Update the Wrangel Island text, giving again the part that opens with the words containing "The United States" and closes with "since the 1920s.", and replace "previously uninhabited" with "formerly uninhabited" throughout it.

→ GIVEN TEXT
..............................

I remember at one time the followers of Lyndon LaRouche were claiming that Russia’s Wrangel Island was properly American territory. Is there any historical or legal basis for thinking so?
The United States does have a claim to the island that it has never relenquished, so far as I know. IIRC, in the 1980s, Ronald Reagan made mention of our outstanding claim in a speech, without threatening to enforce the claim. The U.S. claim seems to derive from the fact that the first known landing on the island was by an expedition under an American Navy officer, Capt. Calvin Hooper, in 1881. Years later, Vilhjalmur Stefansson tried to claim the island for Canada. The Russians have continuously occupied the previously uninhabited island since the 1920s.
Stefansson was leader of a Canadian expedition on the ship “Karluk” around 19-oh-something. The ship got trapped in the ice and Stefansson abandoned the ship and took off by dog sled. The men left behind had to leave the ship as the ice destroyed it and make their way on foot to Wrangel Island. They survived there for a couple of years eating seals and fish. Many died. One of the men hiked across the ice into Siberia, linked up with some aboriginals and, more than one year after he left Wrangel, came back with a British sailing ship to rescue the remaining survivors.
I listened to a tape of interview with an old man named McKinley, living in Scotland, who was a teenager when he was one of the castaways on Wrangel. When the rescuers arrived the survivors were dressed in rags and rough seal skins, and they were filthy black from burning seal oil in their huts for light and heat. I was moved almost to tears listening to McKinley describe the arrival of the rescue ship. After more than two years on that utterly barren island the castaways were so shy and stressed that they ran and hid in their huts when the rescuers arrived. The old man said “we rrran and hid”.

..............................

Data lines
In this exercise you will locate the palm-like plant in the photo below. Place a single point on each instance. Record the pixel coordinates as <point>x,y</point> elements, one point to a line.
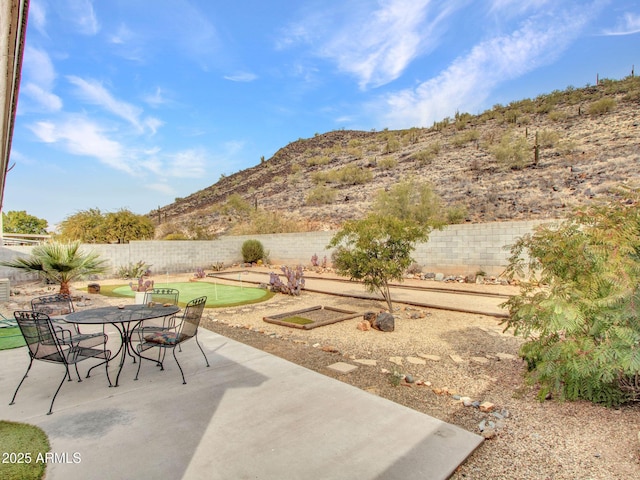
<point>60,263</point>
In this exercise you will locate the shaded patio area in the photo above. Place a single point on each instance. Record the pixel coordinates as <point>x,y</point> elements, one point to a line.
<point>250,415</point>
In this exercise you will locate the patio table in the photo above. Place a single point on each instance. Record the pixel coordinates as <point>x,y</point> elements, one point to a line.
<point>125,319</point>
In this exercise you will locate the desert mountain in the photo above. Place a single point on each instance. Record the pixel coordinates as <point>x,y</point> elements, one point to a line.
<point>532,159</point>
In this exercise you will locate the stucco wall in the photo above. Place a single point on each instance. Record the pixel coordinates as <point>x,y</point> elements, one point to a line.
<point>458,249</point>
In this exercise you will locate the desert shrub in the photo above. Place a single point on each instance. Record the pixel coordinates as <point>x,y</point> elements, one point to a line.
<point>456,214</point>
<point>294,277</point>
<point>392,144</point>
<point>599,107</point>
<point>465,137</point>
<point>176,236</point>
<point>557,115</point>
<point>321,195</point>
<point>252,251</point>
<point>577,307</point>
<point>547,138</point>
<point>512,151</point>
<point>387,163</point>
<point>318,160</point>
<point>133,270</point>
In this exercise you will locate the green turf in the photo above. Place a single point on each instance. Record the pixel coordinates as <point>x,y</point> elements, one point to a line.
<point>10,337</point>
<point>217,295</point>
<point>23,449</point>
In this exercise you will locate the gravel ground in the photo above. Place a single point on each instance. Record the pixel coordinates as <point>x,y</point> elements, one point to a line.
<point>448,355</point>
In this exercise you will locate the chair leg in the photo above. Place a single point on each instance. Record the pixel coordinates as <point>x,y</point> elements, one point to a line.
<point>205,357</point>
<point>20,384</point>
<point>184,382</point>
<point>59,387</point>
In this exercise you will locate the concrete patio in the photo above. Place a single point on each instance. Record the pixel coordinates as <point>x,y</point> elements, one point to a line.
<point>250,415</point>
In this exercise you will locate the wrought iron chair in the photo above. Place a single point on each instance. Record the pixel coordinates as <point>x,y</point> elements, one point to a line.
<point>50,343</point>
<point>163,296</point>
<point>57,304</point>
<point>170,338</point>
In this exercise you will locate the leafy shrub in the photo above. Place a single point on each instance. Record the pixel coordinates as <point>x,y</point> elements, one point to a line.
<point>252,251</point>
<point>295,280</point>
<point>465,137</point>
<point>321,195</point>
<point>512,151</point>
<point>318,160</point>
<point>387,163</point>
<point>133,270</point>
<point>578,308</point>
<point>604,105</point>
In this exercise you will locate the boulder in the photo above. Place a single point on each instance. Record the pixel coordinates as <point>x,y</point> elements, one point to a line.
<point>385,322</point>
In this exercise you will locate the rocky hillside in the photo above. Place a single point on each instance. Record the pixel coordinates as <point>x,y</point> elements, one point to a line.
<point>532,159</point>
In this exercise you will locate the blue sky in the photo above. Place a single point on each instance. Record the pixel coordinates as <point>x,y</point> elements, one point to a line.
<point>132,103</point>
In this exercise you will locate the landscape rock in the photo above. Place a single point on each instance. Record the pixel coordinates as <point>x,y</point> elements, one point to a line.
<point>384,322</point>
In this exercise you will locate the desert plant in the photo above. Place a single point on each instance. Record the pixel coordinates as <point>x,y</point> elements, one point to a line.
<point>376,250</point>
<point>387,163</point>
<point>60,263</point>
<point>578,305</point>
<point>133,270</point>
<point>321,195</point>
<point>295,280</point>
<point>512,151</point>
<point>604,105</point>
<point>252,251</point>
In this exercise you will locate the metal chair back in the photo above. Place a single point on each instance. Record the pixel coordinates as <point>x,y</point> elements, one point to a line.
<point>163,296</point>
<point>191,318</point>
<point>40,336</point>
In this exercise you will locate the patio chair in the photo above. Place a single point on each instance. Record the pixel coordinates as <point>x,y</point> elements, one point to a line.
<point>50,343</point>
<point>162,296</point>
<point>169,338</point>
<point>53,305</point>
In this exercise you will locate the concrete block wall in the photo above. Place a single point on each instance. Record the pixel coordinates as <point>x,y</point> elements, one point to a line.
<point>458,249</point>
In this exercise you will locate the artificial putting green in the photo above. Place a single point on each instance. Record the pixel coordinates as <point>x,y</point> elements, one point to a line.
<point>217,295</point>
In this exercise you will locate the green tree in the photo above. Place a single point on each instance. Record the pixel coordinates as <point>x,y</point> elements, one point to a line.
<point>60,263</point>
<point>22,222</point>
<point>92,226</point>
<point>123,226</point>
<point>376,250</point>
<point>579,306</point>
<point>85,226</point>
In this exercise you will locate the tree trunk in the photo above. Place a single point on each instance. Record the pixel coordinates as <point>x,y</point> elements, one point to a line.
<point>64,288</point>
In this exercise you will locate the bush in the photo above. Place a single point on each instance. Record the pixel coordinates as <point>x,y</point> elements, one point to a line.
<point>252,251</point>
<point>321,195</point>
<point>604,105</point>
<point>577,310</point>
<point>512,151</point>
<point>133,270</point>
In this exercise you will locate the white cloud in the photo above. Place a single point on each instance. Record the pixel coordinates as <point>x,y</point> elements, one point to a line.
<point>38,16</point>
<point>186,164</point>
<point>82,14</point>
<point>80,136</point>
<point>38,80</point>
<point>375,42</point>
<point>627,25</point>
<point>241,77</point>
<point>46,100</point>
<point>156,99</point>
<point>469,80</point>
<point>95,93</point>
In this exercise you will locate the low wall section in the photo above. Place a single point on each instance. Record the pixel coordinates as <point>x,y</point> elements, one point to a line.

..............................

→ SOLVED PROBLEM
The United States does have a claim to the island that it has never relenquished, so far as I know. IIRC, in the 1980s, Ronald Reagan made mention of our outstanding claim in a speech, without threatening to enforce the claim. The U.S. claim seems to derive from the fact that the first known landing on the island was by an expedition under an American Navy officer, Capt. Calvin Hooper, in 1881. Years later, Vilhjalmur Stefansson tried to claim the island for Canada. The Russians have continuously occupied the formerly uninhabited island since the 1920s.